_WHAT TO WORK ON_
All entries must be given again in full, exactly as they were supplied.

--- START ---

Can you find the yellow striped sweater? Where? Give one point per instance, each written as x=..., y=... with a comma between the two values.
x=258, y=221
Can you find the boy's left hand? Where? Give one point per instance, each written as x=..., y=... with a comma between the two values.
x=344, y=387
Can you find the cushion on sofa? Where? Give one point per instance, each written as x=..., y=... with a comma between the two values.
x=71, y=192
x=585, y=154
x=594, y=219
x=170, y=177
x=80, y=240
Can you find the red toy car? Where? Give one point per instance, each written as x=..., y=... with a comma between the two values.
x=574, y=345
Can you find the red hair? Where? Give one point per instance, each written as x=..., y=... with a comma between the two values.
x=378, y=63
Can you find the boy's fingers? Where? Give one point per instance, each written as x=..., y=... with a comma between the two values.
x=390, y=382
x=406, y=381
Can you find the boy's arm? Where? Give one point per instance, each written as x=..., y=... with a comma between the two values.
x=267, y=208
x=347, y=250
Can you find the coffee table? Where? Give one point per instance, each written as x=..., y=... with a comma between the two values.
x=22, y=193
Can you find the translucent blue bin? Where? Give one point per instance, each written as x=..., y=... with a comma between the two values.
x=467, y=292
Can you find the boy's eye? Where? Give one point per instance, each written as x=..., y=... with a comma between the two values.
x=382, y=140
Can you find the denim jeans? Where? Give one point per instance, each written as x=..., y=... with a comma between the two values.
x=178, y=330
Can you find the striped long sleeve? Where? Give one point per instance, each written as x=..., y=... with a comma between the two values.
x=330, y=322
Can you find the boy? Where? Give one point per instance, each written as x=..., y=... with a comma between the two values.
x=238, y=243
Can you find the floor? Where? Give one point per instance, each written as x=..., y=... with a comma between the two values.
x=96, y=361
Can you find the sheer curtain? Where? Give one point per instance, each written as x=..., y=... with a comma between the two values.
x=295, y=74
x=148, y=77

--- END ---

_EXERCISE RESULT_
Can you find the yellow striped sweater? Where? Give one point per instance, each written as x=..., y=... with a comma between the two values.
x=258, y=221
Can you find the boy's left hand? Where? Give one point per instance, each written as x=..., y=... with a comma between the two values.
x=344, y=387
Can you find the cushion on sofa? Where? Give one point per instance, each written as x=..., y=... with a comma between the two values.
x=71, y=192
x=585, y=154
x=594, y=219
x=170, y=177
x=80, y=240
Can you find the red toy car? Where? Give one point per instance, each written as x=..., y=... with a comma between the two values.
x=574, y=345
Can you find the red hair? Where? Give one point per instance, each written as x=..., y=... with a comma between the two values.
x=378, y=63
Can you find the boy's fingers? Where? Give one point per instance, each written as x=..., y=... with a comma between the two values.
x=390, y=382
x=406, y=381
Can you find the boy's arm? Where? Give one point per instance, each written as x=..., y=... with a comma between the two values.
x=267, y=208
x=347, y=250
Can you find the coffee table? Where? Give one point per instance, each written as x=..., y=... with a comma between the two values.
x=22, y=193
Can you find the translucent blue bin? Where? Give one point per instance, each written as x=..., y=... with a comma between the two values.
x=467, y=292
Can you find the boy's eye? Where? Give one point per instance, each written as x=..., y=... with a comma between the two values.
x=382, y=140
Can you find the denim jeans? Where? Give one point per instance, each written as x=..., y=... with a comma between the two values.
x=178, y=330
Can you find the striped long sleeve? Where? Give one point per instance, each written as x=..., y=... with a comma between the two values.
x=330, y=322
Can you find the boy? Where? Give one point per instance, each written as x=..., y=... with a comma between the two values.
x=238, y=243
Can you find the floor? Where? Give one point per instance, each written as x=..., y=... with a comma between the two values.
x=96, y=361
Can you find the sheer curtain? Where? Give one point per instance, each written as x=..., y=... with a comma between the two values.
x=295, y=74
x=148, y=77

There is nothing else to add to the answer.